- MATERIAL TO PROCESS
* Start *
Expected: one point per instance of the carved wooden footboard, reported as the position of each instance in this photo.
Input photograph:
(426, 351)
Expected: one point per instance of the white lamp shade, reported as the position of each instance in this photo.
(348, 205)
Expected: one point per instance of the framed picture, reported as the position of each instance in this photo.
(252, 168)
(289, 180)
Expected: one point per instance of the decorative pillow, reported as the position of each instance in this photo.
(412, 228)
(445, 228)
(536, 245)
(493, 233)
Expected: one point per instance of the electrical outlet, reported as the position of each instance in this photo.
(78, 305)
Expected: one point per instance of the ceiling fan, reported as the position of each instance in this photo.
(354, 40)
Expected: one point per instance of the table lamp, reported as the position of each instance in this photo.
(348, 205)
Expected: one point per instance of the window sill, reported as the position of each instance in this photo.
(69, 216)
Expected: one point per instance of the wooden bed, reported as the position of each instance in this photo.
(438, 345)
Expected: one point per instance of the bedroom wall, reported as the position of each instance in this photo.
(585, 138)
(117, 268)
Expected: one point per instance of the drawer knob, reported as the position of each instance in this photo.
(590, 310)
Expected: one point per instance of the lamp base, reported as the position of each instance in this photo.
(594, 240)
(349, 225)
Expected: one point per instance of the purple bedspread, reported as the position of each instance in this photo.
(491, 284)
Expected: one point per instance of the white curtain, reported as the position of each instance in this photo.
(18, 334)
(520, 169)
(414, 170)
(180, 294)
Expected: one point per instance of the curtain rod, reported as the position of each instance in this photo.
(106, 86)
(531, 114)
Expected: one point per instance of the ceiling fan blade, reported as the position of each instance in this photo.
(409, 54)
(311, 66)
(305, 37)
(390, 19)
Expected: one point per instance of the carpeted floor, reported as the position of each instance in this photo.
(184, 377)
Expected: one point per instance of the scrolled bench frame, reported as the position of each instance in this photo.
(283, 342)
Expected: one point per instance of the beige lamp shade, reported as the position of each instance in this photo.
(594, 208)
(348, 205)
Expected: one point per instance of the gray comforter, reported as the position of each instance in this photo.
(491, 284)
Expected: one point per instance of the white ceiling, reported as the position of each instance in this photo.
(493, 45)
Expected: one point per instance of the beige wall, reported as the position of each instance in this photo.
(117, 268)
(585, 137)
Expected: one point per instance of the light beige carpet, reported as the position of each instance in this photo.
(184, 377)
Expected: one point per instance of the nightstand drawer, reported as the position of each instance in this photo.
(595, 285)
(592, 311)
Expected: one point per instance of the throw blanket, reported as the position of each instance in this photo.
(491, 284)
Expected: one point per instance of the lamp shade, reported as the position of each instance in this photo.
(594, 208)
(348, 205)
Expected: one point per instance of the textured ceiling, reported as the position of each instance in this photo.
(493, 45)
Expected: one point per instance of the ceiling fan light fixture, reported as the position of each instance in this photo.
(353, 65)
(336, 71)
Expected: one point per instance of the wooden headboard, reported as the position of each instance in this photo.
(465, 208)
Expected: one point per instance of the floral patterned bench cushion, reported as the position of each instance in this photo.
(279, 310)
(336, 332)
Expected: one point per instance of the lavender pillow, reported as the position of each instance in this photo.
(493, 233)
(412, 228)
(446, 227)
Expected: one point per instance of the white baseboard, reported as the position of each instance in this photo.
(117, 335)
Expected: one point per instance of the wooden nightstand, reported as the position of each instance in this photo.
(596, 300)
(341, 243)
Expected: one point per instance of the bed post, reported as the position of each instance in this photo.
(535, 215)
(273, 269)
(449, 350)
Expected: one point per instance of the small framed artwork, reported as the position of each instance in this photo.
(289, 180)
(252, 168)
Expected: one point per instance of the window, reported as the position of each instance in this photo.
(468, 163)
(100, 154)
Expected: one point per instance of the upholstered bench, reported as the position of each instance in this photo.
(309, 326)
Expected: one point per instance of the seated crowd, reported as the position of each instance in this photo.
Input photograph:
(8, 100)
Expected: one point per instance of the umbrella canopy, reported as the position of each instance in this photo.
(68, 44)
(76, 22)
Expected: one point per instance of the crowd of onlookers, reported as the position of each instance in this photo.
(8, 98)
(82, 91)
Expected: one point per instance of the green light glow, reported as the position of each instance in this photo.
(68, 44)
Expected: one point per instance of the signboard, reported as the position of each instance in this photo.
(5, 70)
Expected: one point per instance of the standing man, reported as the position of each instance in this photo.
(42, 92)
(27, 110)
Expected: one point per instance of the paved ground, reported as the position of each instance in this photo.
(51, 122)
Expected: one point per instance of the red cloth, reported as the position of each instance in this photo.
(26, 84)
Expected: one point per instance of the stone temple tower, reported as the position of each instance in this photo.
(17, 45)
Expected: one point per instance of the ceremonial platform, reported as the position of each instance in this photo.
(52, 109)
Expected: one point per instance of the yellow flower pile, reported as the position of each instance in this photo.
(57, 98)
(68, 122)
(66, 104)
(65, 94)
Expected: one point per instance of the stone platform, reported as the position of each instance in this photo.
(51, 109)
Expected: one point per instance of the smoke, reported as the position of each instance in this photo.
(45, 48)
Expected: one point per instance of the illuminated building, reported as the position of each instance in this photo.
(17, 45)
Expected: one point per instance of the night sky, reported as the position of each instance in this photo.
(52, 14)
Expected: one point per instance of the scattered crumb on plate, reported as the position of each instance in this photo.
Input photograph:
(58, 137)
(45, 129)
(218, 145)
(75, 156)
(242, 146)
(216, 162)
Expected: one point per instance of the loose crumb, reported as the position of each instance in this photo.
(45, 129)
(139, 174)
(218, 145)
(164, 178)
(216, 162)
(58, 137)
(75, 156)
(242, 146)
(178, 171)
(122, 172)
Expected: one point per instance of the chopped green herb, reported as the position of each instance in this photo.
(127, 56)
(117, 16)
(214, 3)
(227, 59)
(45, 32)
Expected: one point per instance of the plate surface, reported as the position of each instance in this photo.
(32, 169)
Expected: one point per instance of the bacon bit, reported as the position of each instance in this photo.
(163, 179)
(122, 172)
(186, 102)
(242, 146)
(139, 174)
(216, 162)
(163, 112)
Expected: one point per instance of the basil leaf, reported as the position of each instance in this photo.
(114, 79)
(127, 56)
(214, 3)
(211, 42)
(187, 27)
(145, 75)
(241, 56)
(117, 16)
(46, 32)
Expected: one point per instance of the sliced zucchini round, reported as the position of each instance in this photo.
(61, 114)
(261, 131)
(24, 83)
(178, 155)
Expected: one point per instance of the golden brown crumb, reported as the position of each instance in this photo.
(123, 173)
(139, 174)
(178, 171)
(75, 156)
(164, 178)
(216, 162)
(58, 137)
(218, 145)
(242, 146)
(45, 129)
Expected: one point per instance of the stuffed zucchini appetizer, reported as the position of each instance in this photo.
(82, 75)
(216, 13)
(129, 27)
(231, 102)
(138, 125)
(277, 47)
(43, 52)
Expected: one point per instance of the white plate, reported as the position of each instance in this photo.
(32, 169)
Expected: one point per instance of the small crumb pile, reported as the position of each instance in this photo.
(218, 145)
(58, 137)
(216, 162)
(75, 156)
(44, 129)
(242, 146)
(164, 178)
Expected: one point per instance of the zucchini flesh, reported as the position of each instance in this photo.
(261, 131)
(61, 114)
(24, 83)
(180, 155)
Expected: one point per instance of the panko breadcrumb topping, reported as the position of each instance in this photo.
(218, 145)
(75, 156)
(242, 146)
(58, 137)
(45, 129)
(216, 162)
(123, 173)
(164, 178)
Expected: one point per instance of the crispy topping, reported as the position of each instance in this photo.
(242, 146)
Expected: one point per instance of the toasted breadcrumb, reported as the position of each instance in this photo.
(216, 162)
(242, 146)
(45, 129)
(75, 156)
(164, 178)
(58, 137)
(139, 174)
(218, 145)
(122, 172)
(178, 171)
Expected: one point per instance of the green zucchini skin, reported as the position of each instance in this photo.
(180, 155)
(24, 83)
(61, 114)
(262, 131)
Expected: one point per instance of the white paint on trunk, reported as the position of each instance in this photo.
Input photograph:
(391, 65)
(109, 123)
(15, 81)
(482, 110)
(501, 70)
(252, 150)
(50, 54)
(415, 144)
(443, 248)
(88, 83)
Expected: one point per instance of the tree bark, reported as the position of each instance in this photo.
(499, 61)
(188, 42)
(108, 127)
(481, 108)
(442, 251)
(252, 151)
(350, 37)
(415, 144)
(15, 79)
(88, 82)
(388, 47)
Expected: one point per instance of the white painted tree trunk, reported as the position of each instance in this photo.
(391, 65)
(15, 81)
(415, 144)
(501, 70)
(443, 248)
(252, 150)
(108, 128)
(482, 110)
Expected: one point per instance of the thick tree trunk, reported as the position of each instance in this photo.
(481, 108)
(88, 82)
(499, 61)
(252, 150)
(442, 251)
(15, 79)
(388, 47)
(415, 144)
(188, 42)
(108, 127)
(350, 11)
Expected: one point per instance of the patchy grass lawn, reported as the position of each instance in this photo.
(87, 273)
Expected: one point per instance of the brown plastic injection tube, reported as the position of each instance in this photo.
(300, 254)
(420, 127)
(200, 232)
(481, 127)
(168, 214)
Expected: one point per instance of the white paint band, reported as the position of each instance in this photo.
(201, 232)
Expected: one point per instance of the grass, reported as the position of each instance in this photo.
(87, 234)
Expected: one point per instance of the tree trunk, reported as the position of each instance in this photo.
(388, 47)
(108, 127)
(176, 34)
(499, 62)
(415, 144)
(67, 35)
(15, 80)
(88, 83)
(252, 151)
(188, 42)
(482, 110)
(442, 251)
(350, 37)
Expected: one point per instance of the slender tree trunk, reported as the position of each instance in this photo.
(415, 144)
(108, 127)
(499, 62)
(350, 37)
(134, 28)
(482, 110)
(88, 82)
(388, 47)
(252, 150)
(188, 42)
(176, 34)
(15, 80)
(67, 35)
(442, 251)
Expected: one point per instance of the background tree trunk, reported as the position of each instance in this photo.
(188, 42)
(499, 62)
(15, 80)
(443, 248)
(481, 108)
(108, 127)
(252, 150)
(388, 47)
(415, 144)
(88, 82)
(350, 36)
* End *
Copy the lines above word for word, starting with the line that contains "Expected: one point per instance of the background" and going on through the end of the rows, with both ends included.

- TASK RESULT
Expected: one point per instance of the background tree trunk, reported as the position of each instance in this photo.
(188, 42)
(499, 62)
(15, 80)
(443, 248)
(481, 108)
(108, 127)
(252, 150)
(388, 47)
(415, 144)
(88, 82)
(350, 36)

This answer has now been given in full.